Short exercise
Extract every line of the records that contains the string "text", matching case exactly.
= = = =
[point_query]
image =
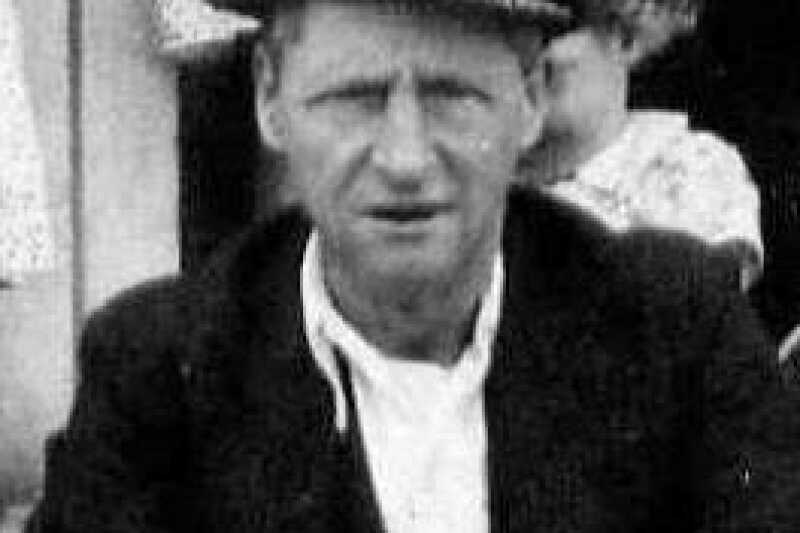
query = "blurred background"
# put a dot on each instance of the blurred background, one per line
(150, 160)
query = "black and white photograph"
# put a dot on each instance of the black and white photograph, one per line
(399, 266)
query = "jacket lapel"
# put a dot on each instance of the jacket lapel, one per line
(277, 462)
(535, 421)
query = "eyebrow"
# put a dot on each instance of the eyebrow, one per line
(423, 82)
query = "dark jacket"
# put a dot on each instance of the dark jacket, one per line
(631, 390)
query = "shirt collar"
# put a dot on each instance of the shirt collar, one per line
(326, 327)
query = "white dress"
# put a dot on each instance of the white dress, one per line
(659, 173)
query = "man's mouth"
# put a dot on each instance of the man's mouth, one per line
(407, 213)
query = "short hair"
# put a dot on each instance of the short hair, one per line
(283, 25)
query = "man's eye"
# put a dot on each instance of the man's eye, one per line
(455, 91)
(367, 97)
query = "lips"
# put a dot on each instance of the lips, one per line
(405, 213)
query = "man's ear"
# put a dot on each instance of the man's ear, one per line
(270, 114)
(534, 105)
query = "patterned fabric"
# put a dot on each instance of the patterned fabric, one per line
(661, 174)
(25, 236)
(189, 29)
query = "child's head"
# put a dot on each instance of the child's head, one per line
(587, 69)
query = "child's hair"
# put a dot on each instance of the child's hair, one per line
(652, 23)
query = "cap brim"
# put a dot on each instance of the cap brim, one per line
(555, 10)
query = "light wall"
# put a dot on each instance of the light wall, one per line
(113, 194)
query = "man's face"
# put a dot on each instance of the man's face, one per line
(402, 135)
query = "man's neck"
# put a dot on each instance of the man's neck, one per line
(423, 322)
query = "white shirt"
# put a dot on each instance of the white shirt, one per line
(423, 426)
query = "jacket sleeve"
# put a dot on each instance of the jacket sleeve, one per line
(748, 460)
(115, 466)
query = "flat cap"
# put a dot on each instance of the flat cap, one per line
(545, 9)
(197, 29)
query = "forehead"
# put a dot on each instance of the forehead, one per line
(341, 41)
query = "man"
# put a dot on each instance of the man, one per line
(424, 355)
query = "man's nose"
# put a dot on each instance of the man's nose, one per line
(403, 151)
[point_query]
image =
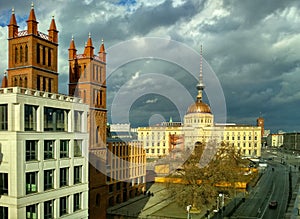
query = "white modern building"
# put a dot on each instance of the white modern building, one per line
(199, 126)
(44, 155)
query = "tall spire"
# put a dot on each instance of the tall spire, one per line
(13, 26)
(200, 85)
(4, 80)
(102, 53)
(53, 32)
(32, 27)
(72, 49)
(89, 49)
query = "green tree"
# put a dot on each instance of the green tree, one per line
(203, 172)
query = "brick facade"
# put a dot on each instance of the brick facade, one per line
(32, 56)
(87, 79)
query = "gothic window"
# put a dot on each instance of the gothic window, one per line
(21, 54)
(16, 55)
(44, 55)
(84, 96)
(38, 55)
(97, 135)
(49, 56)
(15, 82)
(25, 82)
(26, 53)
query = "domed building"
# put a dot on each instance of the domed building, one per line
(199, 126)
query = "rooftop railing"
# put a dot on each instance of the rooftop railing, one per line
(37, 93)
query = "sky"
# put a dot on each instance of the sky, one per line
(251, 58)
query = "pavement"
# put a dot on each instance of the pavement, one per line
(156, 206)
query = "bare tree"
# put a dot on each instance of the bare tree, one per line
(197, 184)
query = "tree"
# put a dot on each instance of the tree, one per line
(206, 172)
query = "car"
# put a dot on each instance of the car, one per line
(273, 204)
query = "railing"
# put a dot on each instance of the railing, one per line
(25, 33)
(37, 93)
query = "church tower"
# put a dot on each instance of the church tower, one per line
(87, 79)
(32, 55)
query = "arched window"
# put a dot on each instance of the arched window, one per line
(15, 82)
(25, 82)
(26, 53)
(97, 135)
(16, 55)
(98, 200)
(84, 96)
(21, 54)
(49, 56)
(44, 55)
(20, 82)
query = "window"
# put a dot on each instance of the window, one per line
(64, 148)
(3, 184)
(48, 179)
(31, 211)
(30, 118)
(77, 148)
(16, 55)
(38, 53)
(77, 121)
(48, 209)
(48, 149)
(77, 174)
(64, 176)
(26, 53)
(55, 119)
(31, 182)
(77, 202)
(63, 206)
(98, 199)
(4, 212)
(49, 56)
(21, 54)
(3, 117)
(31, 150)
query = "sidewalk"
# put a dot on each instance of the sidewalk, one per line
(157, 206)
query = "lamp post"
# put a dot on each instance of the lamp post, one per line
(188, 208)
(221, 196)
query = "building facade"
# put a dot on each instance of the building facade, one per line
(126, 170)
(87, 80)
(199, 126)
(275, 140)
(44, 167)
(43, 135)
(291, 141)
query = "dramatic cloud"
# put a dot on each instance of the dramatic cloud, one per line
(252, 46)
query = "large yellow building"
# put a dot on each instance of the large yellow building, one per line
(199, 126)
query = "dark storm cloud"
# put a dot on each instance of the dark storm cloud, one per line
(251, 45)
(147, 18)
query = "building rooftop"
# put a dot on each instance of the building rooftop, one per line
(37, 93)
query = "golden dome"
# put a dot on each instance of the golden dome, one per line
(199, 107)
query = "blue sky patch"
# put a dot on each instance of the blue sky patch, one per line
(5, 18)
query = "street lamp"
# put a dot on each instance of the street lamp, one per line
(188, 208)
(221, 196)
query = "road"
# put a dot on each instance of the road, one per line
(273, 185)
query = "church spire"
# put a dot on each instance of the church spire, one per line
(72, 49)
(32, 27)
(89, 49)
(13, 26)
(53, 32)
(200, 85)
(102, 53)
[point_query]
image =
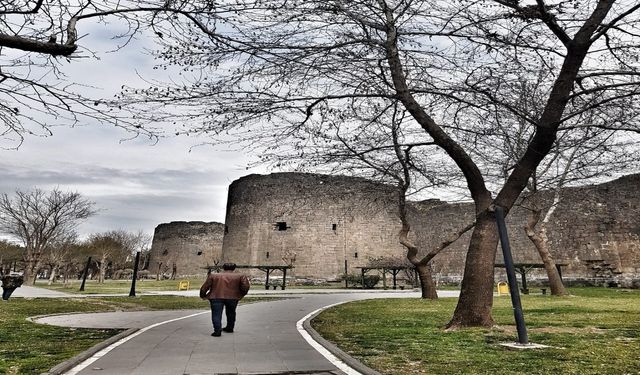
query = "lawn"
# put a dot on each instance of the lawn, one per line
(142, 286)
(121, 286)
(595, 331)
(30, 348)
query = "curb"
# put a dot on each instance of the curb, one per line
(344, 357)
(70, 363)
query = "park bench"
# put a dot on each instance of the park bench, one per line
(268, 269)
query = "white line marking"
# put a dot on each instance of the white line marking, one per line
(109, 348)
(321, 349)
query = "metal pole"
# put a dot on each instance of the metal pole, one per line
(284, 278)
(84, 274)
(132, 293)
(511, 277)
(346, 272)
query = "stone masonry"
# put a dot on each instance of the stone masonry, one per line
(323, 225)
(190, 246)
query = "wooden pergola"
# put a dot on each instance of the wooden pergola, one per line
(268, 269)
(394, 270)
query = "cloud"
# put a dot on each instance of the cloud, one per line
(136, 184)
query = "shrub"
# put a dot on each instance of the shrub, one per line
(354, 280)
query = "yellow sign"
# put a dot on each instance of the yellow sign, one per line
(503, 288)
(183, 285)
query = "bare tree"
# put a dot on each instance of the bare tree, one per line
(37, 218)
(115, 249)
(270, 72)
(58, 255)
(10, 254)
(584, 155)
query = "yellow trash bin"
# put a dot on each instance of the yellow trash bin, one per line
(503, 288)
(183, 285)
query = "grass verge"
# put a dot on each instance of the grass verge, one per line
(595, 331)
(30, 348)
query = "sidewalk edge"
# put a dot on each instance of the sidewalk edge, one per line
(67, 365)
(344, 357)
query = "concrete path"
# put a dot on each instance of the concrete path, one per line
(266, 340)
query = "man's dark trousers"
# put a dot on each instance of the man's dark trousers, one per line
(217, 305)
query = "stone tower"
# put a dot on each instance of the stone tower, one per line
(320, 224)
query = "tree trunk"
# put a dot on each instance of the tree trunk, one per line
(427, 285)
(541, 242)
(476, 296)
(103, 270)
(52, 277)
(28, 275)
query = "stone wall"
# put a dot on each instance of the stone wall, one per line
(324, 222)
(320, 224)
(592, 226)
(189, 245)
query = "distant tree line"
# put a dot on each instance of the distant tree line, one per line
(44, 225)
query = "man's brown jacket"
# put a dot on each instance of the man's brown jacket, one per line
(225, 285)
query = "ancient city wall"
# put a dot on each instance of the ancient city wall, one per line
(323, 221)
(187, 247)
(320, 224)
(592, 226)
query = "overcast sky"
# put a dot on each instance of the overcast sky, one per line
(136, 185)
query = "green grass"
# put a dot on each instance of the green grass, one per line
(120, 286)
(30, 348)
(596, 331)
(124, 286)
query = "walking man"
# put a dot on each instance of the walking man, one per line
(224, 290)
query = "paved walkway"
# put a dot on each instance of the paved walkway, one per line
(267, 339)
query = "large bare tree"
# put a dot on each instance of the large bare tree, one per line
(268, 72)
(38, 218)
(265, 72)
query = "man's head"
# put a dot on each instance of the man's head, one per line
(229, 266)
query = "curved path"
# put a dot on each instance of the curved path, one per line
(266, 340)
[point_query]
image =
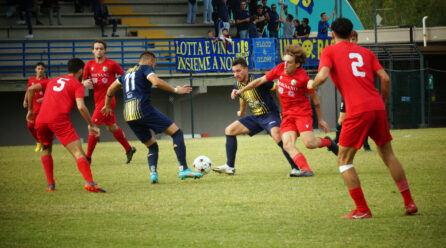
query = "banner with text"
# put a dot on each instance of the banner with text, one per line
(208, 55)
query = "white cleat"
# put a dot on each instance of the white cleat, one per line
(224, 169)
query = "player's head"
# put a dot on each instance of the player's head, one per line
(354, 37)
(40, 69)
(240, 69)
(147, 58)
(294, 58)
(98, 48)
(342, 28)
(75, 67)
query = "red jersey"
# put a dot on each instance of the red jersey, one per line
(60, 96)
(102, 75)
(292, 89)
(38, 95)
(352, 69)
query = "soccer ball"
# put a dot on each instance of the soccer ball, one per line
(202, 164)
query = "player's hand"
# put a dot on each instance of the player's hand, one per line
(310, 84)
(95, 130)
(30, 116)
(185, 89)
(324, 126)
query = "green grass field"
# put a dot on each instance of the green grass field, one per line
(258, 207)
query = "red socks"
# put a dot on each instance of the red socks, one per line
(403, 186)
(92, 141)
(324, 142)
(358, 198)
(48, 167)
(301, 162)
(119, 136)
(84, 168)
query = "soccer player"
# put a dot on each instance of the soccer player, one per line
(54, 118)
(142, 117)
(297, 115)
(39, 78)
(352, 69)
(265, 117)
(100, 73)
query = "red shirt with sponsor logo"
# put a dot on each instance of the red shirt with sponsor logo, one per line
(102, 75)
(352, 69)
(60, 96)
(38, 95)
(292, 89)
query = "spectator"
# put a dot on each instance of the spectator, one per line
(101, 17)
(287, 23)
(242, 21)
(323, 25)
(207, 12)
(303, 30)
(191, 11)
(274, 22)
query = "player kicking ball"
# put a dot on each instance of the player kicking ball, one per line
(352, 69)
(265, 117)
(142, 117)
(54, 118)
(297, 115)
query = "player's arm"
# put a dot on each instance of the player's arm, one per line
(253, 84)
(158, 82)
(86, 115)
(385, 84)
(320, 78)
(317, 108)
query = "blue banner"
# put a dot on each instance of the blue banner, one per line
(209, 55)
(263, 53)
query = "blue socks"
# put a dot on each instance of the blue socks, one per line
(231, 150)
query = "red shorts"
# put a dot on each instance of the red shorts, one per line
(356, 128)
(298, 124)
(63, 130)
(98, 118)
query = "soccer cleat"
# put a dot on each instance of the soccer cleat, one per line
(92, 187)
(51, 187)
(356, 214)
(224, 169)
(188, 173)
(410, 209)
(153, 177)
(333, 146)
(130, 153)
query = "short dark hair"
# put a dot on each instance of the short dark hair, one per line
(240, 61)
(342, 27)
(74, 65)
(101, 42)
(40, 64)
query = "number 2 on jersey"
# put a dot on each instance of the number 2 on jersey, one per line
(356, 64)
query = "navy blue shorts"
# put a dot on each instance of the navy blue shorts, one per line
(258, 123)
(156, 121)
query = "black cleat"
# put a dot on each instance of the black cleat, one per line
(130, 153)
(333, 146)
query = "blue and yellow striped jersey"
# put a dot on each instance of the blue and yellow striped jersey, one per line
(259, 100)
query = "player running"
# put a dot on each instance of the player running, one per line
(60, 95)
(265, 117)
(39, 78)
(352, 69)
(100, 73)
(142, 117)
(297, 115)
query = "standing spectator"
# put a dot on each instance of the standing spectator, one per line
(207, 11)
(191, 11)
(287, 23)
(323, 25)
(242, 21)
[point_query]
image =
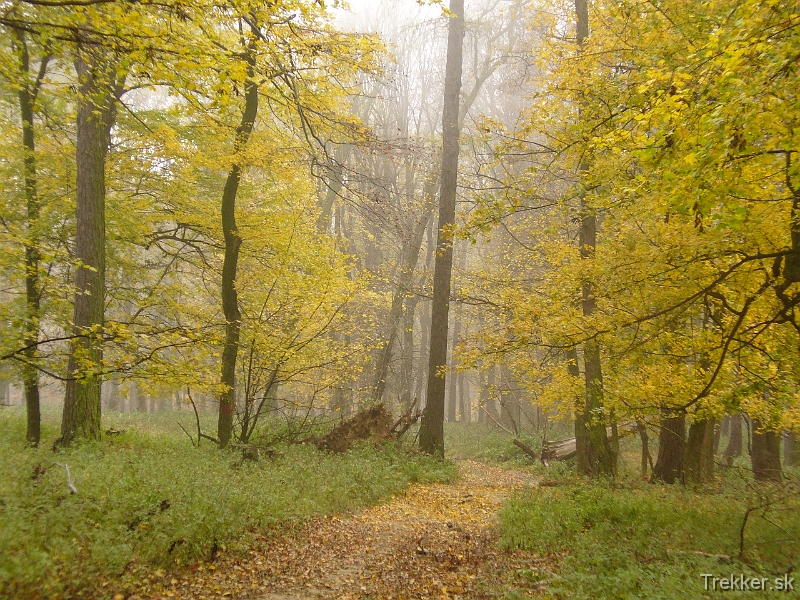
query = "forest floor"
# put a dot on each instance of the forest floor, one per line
(434, 541)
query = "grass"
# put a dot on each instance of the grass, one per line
(631, 539)
(149, 496)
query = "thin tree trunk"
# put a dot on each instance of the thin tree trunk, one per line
(766, 453)
(406, 278)
(791, 450)
(431, 435)
(645, 448)
(581, 433)
(599, 454)
(27, 93)
(734, 448)
(451, 388)
(233, 242)
(699, 460)
(671, 449)
(98, 91)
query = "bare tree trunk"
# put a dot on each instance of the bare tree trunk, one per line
(699, 461)
(406, 278)
(26, 94)
(766, 453)
(599, 454)
(791, 450)
(233, 242)
(671, 449)
(645, 448)
(734, 448)
(431, 435)
(99, 87)
(452, 416)
(581, 433)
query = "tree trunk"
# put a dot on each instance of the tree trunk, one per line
(766, 453)
(452, 408)
(26, 94)
(581, 433)
(645, 448)
(98, 91)
(409, 266)
(233, 242)
(598, 451)
(734, 448)
(671, 449)
(791, 450)
(431, 434)
(699, 460)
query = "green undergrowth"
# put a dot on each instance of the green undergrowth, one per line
(635, 540)
(148, 495)
(486, 442)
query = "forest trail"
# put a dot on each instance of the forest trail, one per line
(434, 541)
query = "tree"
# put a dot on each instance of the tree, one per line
(431, 437)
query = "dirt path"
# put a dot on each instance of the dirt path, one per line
(436, 541)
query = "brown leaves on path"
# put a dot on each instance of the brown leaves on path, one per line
(435, 541)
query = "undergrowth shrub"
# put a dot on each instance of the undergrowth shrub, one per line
(642, 541)
(153, 498)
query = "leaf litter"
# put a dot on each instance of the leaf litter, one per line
(434, 541)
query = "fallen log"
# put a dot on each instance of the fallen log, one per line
(526, 449)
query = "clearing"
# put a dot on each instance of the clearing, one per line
(437, 540)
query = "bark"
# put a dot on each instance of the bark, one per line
(598, 451)
(791, 450)
(407, 363)
(671, 449)
(645, 448)
(452, 388)
(233, 242)
(734, 448)
(409, 266)
(699, 460)
(431, 435)
(766, 453)
(581, 433)
(98, 92)
(464, 404)
(26, 94)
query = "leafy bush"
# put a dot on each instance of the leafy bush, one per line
(641, 541)
(152, 497)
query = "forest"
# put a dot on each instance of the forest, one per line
(399, 299)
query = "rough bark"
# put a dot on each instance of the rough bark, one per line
(431, 435)
(734, 448)
(791, 450)
(671, 449)
(233, 242)
(26, 94)
(766, 453)
(98, 92)
(598, 451)
(452, 388)
(406, 277)
(699, 460)
(581, 434)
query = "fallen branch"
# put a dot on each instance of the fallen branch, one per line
(200, 434)
(483, 408)
(526, 449)
(70, 480)
(406, 421)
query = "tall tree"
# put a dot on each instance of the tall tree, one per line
(431, 437)
(27, 92)
(100, 84)
(599, 459)
(233, 242)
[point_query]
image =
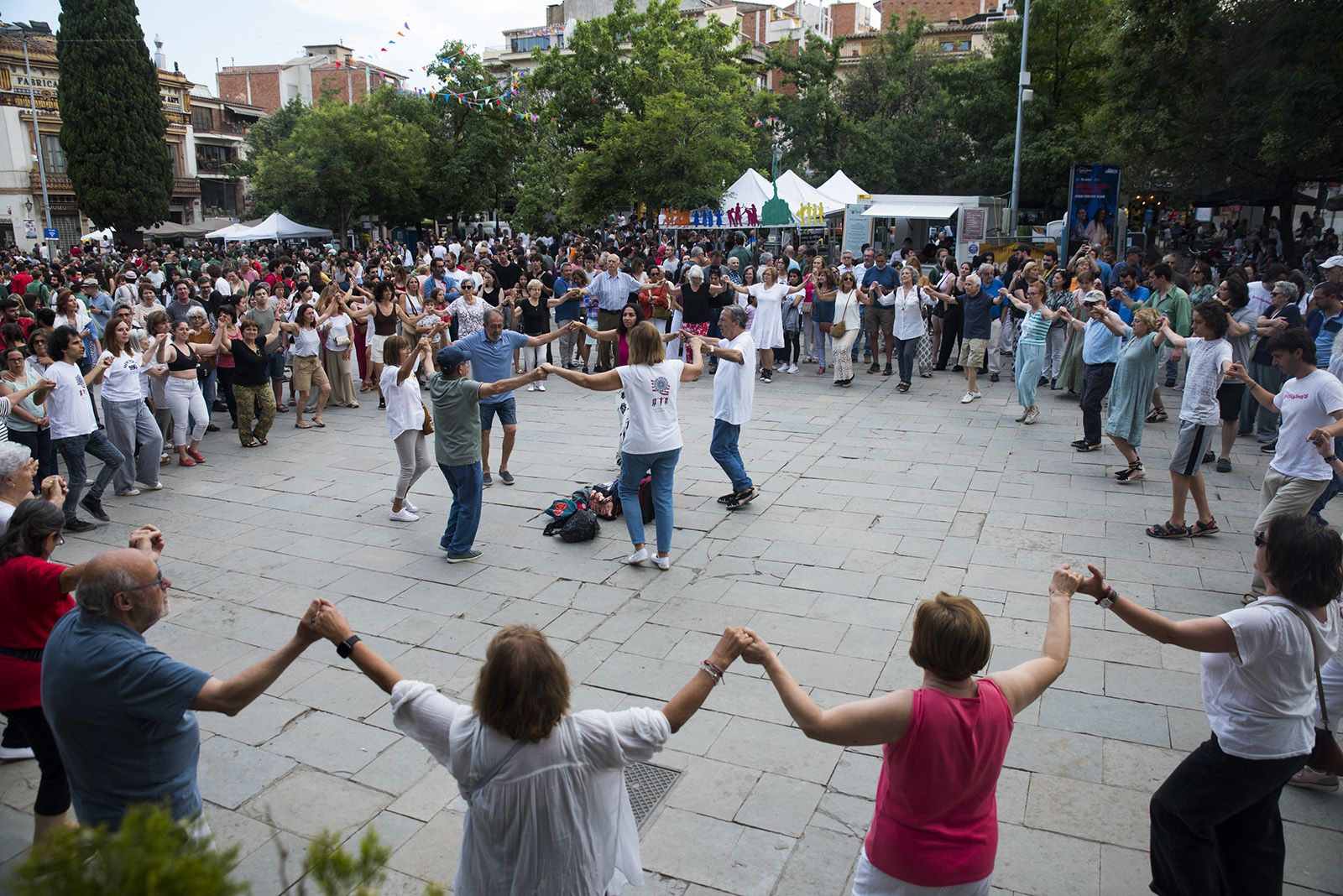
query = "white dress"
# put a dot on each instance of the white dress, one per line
(557, 817)
(767, 327)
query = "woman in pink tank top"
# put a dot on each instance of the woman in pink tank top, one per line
(935, 829)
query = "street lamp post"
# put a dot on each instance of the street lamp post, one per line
(1024, 96)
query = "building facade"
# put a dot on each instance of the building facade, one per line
(324, 70)
(22, 215)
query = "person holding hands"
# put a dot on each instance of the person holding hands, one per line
(547, 809)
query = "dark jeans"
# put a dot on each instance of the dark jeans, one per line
(53, 788)
(71, 451)
(226, 385)
(1215, 826)
(723, 448)
(463, 518)
(39, 443)
(953, 334)
(907, 351)
(1095, 387)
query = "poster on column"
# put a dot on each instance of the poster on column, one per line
(1092, 207)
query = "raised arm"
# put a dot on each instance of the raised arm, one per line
(1024, 683)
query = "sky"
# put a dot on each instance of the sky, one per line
(253, 33)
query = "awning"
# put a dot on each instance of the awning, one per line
(922, 211)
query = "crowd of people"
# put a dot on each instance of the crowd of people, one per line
(447, 331)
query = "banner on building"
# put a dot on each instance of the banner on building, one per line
(1092, 207)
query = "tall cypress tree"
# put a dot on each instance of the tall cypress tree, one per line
(112, 116)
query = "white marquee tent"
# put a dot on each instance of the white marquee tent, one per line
(841, 188)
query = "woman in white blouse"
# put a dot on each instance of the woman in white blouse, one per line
(547, 806)
(910, 325)
(406, 416)
(125, 412)
(848, 304)
(767, 327)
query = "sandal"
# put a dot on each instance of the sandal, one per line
(1204, 529)
(1166, 530)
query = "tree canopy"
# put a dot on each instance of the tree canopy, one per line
(112, 120)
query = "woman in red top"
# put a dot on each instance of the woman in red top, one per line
(937, 819)
(34, 593)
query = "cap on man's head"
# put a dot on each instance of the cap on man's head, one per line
(449, 357)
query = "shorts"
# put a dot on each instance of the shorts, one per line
(973, 353)
(505, 409)
(275, 365)
(308, 373)
(1229, 398)
(880, 318)
(1190, 445)
(375, 349)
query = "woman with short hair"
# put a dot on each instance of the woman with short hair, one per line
(547, 810)
(1215, 821)
(943, 745)
(653, 443)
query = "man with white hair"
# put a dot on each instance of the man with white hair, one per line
(124, 712)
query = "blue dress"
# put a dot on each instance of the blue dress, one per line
(1131, 391)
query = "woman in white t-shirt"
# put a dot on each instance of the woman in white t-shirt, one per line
(128, 419)
(406, 418)
(1215, 817)
(653, 441)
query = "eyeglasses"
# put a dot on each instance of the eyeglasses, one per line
(159, 582)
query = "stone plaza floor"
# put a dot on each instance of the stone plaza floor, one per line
(870, 502)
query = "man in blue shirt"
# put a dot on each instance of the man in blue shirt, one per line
(1100, 353)
(1128, 295)
(490, 353)
(879, 284)
(124, 712)
(1326, 322)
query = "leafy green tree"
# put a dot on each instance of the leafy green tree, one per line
(1231, 100)
(342, 161)
(651, 107)
(112, 116)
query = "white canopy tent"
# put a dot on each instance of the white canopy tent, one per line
(797, 192)
(277, 227)
(841, 188)
(232, 232)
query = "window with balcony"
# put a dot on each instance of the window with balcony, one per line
(53, 154)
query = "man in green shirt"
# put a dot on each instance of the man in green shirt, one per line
(1173, 302)
(456, 400)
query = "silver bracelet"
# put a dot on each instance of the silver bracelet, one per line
(713, 672)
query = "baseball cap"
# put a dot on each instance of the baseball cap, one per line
(450, 356)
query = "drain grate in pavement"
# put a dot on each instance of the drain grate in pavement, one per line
(648, 786)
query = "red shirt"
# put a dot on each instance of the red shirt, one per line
(937, 820)
(31, 602)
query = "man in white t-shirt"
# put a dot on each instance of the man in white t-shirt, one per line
(1209, 361)
(74, 430)
(1311, 399)
(734, 391)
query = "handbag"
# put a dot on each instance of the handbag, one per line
(1326, 755)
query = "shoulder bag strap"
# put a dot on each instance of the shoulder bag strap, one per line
(499, 766)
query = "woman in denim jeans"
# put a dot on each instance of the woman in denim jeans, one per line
(653, 441)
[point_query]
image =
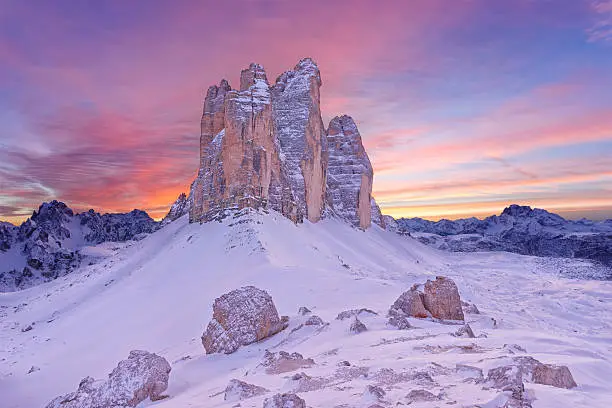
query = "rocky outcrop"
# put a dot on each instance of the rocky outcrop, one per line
(439, 299)
(301, 134)
(48, 244)
(238, 390)
(376, 215)
(349, 173)
(288, 400)
(180, 207)
(240, 317)
(266, 147)
(241, 165)
(142, 375)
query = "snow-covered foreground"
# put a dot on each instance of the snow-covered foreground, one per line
(157, 295)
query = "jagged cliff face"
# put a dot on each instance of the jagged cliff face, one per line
(300, 131)
(266, 146)
(349, 174)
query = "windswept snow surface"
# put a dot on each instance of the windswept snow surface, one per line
(157, 295)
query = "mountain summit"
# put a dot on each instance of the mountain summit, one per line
(265, 146)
= = = =
Written response
query = "banner with text"
# put a dot on each instance of the banner with text, one per line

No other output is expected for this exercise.